**DIRECTIVE:**
Report only the number of lines in the material below that contain the word "each".

(Region labeling entries)
--
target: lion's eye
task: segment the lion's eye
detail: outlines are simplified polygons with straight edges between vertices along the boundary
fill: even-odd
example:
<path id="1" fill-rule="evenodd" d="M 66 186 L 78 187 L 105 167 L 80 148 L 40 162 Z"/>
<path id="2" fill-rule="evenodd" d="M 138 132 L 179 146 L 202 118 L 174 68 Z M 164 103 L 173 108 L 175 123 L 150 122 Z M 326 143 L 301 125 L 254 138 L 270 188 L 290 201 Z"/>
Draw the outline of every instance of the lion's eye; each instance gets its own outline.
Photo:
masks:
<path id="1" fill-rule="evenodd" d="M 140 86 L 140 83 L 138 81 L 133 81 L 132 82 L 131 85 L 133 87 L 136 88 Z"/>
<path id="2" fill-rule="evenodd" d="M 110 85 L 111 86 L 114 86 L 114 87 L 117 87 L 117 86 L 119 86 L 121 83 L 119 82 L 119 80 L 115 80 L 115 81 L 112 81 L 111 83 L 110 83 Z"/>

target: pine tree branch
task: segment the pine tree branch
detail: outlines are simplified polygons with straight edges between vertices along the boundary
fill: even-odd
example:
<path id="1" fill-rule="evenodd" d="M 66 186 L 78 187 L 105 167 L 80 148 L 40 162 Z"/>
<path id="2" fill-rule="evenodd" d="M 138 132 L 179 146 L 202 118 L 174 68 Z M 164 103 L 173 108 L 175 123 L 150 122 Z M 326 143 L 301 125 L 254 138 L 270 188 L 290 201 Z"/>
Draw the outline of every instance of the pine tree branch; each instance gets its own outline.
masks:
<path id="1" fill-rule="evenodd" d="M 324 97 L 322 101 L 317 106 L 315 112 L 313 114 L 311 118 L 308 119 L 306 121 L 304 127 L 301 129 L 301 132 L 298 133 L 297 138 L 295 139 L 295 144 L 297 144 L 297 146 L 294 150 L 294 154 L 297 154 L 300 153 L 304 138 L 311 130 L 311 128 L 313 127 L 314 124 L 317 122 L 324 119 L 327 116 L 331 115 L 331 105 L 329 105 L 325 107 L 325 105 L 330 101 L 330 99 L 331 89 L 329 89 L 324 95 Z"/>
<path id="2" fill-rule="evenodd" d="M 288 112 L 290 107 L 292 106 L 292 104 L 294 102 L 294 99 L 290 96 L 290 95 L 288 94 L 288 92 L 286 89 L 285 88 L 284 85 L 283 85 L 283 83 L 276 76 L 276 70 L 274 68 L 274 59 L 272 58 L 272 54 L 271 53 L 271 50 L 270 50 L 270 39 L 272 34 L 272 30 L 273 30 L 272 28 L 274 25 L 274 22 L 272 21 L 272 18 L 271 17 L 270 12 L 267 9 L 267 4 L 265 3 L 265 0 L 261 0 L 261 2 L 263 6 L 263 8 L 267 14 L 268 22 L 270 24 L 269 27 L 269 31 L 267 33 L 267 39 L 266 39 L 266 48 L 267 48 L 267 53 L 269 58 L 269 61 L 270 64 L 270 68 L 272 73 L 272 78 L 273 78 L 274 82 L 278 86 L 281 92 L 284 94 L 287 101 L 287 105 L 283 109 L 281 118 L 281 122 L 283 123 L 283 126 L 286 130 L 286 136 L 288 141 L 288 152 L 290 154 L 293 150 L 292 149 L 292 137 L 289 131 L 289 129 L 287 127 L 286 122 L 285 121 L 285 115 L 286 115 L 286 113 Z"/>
--
**COMPLETE ANSWER:**
2